WORK INSTRUCTION A >>
Answer these questions about the piece about Milt, each from a different part of it:
(i) Where did Milt study journalism?
(ii) What device did Milt use to take many of his pictures after his eyesight got worse?
(iii) On what date did Milt and Kathy get married?
WORK INSTRUCTION B >> Carry on the piece about Milt from the point where it ends.

“Should auld acquaintance be forgot and never brought to mind? Should auld acquaintance be forgot auld lang syne?” Traditional New Year’s Song
The first time Larry and I met Milt at a neighborhood pool, I thought he was one of the “tribe.” Milton? Loessberg? Sounded Jewish to me. But within ten minutes, Milt informed me that he and Kathy were newlyweds and had met through their church. So much for guessing someone’s religion by a name! Standing waist deep in water, the four of us found other things we had in common: politics, travel, enthusiasm for life, and—especially for Milt and me—a love for journalism and the news.
Milt’s father was a civilian worker for the US Army when he had a heart attack. Milt’s mother was a few months pregnant when she became a widow after her husband, a civilian worker for the US Army had a heart attack. She eventually remarried, and Milt’s step-father became the only father he ever knew.
Tapping into his strong English and writing skills, Milt decided to go into journalism. During his studies at the University of Missouri-Columbia, Milt learned how to interview people and find out about their lives. In the end, his newspaper career focused on advertising and sales, and those listening skills helped him. “People tended to open up about their own situations, their business careers, and sometimes even their personal lives,” said Milt. “My people skills made the job interesting and increased my sales.”
Milt explored all of California as he traveled through the state for his jobs with different newspapers. Wherever he went, Milt took a camera, photographed the places he visited and mailed the pictures to his mother, who always “helped me find my best traits.” She recognized that Milt had a talent for photography. When Milt came to St. Louis for a visit, she told Milt that she had gotten in touch with a company that produces post cards. “She told them that I would be very good at supplying postcard views of nature.”
Even though he didn’t get the postcard job, Milt kept taking pictures. Building on his mother’s encouragement, Milt enjoyed photography as a lifetime hobby, He had a show in a small gallery in Affton, Missouri, as well as in other venues. He also joined the Art Association of St. Louis and nature photography club. “Photography was a way to give others pleasure and fulfill a personal need,” Milt said.
Beginning in his fifties, Milt developed macular degeneration, and his eyesight deteriorated. Thanks to modern technology, he continued his photography. “It’s amazing how many pictures in my collection have been taken with my trusty iPhone,” said Milt. “Many people have been fooled into thinking that they were taken with a professional camera because they are professional grade photos. “
While living in California Milt got married, a union that lasted 25 years. When Milt got a job offer with the St. Louis Post Dispatch, however, his wife decided to stay on the West Coast while Milt returned home. He treasured those years as it gave him a chance to reconnect with his failing mother. And—eventually—to meet Kathy.
Milt and Kathy both had lamented to a mutual friend from their church how it was hard to meet people. They were introduced in 2010 and connected quickly.Their wedding on September 8, 2012, was a joyous affair, attended by all of Kathy’s nine siblings and their spouses, officiated by Reverend Sallie Fox, and preserved in a lovely video.

MATERIAL SHOWN >>
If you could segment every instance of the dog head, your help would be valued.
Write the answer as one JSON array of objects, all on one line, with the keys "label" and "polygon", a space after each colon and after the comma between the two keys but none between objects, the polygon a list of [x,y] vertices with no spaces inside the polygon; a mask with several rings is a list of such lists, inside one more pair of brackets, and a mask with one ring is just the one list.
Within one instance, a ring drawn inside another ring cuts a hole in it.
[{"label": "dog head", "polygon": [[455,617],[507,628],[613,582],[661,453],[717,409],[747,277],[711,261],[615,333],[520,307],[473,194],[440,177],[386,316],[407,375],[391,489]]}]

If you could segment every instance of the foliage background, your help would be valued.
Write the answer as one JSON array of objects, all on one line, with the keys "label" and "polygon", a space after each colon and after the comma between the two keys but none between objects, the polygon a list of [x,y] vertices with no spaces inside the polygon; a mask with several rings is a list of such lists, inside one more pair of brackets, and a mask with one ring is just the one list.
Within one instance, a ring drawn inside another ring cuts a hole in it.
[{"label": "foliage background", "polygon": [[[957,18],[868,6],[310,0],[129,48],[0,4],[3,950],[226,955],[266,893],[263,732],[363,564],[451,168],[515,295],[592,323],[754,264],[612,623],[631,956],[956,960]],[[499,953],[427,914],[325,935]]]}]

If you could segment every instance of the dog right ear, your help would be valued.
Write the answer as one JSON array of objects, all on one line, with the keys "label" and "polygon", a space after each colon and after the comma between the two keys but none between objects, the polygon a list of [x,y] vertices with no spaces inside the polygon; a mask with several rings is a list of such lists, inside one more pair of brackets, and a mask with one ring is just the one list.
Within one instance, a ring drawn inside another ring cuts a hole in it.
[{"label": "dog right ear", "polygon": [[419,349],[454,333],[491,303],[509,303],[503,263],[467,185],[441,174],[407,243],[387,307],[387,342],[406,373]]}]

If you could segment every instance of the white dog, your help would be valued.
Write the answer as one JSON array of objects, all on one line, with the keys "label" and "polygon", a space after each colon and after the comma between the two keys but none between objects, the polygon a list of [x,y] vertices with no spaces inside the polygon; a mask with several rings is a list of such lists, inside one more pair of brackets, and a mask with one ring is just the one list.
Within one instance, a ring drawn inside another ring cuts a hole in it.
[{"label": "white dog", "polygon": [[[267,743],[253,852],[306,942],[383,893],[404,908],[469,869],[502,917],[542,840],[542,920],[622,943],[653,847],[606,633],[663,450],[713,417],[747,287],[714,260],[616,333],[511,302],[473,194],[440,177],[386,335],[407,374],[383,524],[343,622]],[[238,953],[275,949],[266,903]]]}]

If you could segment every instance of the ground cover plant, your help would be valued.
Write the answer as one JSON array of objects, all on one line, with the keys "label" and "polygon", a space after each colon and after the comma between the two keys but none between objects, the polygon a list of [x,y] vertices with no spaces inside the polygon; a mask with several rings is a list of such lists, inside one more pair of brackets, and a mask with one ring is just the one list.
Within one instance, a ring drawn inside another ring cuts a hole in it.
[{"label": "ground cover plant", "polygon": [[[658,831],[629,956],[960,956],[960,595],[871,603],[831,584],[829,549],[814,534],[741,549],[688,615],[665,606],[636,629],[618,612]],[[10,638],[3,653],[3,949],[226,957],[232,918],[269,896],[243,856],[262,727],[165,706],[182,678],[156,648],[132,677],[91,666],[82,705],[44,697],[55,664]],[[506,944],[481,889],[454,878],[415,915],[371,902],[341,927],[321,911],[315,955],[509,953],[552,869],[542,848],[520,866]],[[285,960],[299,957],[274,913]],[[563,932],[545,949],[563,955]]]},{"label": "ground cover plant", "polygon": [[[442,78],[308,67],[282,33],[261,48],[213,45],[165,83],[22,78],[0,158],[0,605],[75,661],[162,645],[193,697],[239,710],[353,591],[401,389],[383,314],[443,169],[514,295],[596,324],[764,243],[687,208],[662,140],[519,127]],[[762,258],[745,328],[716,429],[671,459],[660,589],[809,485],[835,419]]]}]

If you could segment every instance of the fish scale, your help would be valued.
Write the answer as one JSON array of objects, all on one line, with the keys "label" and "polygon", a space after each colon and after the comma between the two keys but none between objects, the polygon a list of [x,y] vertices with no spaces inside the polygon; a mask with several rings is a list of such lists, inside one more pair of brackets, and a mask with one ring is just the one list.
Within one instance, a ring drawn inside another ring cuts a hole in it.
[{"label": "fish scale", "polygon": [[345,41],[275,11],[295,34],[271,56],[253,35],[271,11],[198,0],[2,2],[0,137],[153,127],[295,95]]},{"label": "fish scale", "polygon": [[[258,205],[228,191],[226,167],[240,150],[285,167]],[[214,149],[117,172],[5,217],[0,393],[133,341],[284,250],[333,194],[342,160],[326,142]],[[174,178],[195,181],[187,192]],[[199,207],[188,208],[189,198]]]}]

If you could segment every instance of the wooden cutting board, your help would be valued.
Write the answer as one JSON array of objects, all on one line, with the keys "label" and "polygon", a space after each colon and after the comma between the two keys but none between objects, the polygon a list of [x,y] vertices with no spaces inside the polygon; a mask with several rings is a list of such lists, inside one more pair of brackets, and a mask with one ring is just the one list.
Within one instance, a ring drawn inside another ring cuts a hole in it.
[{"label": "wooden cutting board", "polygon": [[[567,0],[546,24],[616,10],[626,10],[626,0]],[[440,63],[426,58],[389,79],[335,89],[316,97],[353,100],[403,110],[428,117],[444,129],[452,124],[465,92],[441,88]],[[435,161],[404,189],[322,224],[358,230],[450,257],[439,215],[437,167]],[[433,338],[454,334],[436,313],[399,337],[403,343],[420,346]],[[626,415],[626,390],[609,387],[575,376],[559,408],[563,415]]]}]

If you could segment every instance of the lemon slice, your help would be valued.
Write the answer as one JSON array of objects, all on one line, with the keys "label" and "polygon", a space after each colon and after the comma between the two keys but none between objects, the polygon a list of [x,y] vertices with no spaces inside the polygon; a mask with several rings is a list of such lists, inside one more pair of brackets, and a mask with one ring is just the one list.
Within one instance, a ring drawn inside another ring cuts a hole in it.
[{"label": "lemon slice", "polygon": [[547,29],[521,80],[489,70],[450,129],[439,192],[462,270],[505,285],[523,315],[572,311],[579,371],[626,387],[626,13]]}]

WRITTEN RESPONSE A >>
(i) The University of Missouri-Columbia.
(ii) His iPhone.
(iii) September 8, 2012.

WRITTEN RESPONSE B >>
As they had done during their courtship, the two newlyweds traveled throughout the heartland of America. Their most influential vacation was a guided bus trip from St. Louis to Albuquerque, New Mexico, which allowed them to see the Old West. They were especially fascinated with Route 66, an interest that lasted their entire marriage. “I can come up with sixty-six reasons we love Route 66,” Milt quipped. The iconic highway was filled with American history: refurnished motels, antique shops, old cars, and quality and service reminiscent of another time. “Kitch and nostalgia doesn’t exist any other place else in the world,” said Milt.
Three years after they were married, Milt was diagnosed with pancreatic cancer. When Milt’s cancer went into remission, they made a deal that they would go to Florida for a few years, “as a four-year adventure” and would return to St. Louis when Kathy turned 65. They found a lovely home for the two of them, their cat Eddie, Kathy’s crafts, and Milt’s photos in Solivita, a fifty-five plus community near Kissimmee.
From the day they moved in, Milt and Kathy took advantage of every opportunity to soak in all Florida had to offer. Walt Disney World, Universal Studios, Bok Tower Gardens, Gatorland, St. Augustine, Sanibel Island, Captiva Island. If it was on the Florida map, they were headed to it. They bought a golf cart, and the two of them tooled around the neighborhood, checking out the best place to see alligators or catch a sunset.
And we often joined them. On December 26, 2016, the four of us took long ride on their golf cart to all the homes that were decorated in Christmas splendor. No, there wasn’t any snow. But there were plenty of lights and Santas and reindeer in between the palm trees.
By February 2017, however, Milt’s health declined as the cancer spread through his liver and kidneys. When Kathy went back to Missouri to visit her family in March, she called Milt to say she found “the perfect house.” They decided to move back to St. Louis, in part to make sure Kathy could be with family as they navigated through the last months of Milt’s illness. In June, the four of us took one last trip to City Walk at Universal. Milt was obviously in pain, but he wasn’t going to let that ruin his night. We ate Mexican food, took in the crowds, watched the roller coasters zoom over our heads.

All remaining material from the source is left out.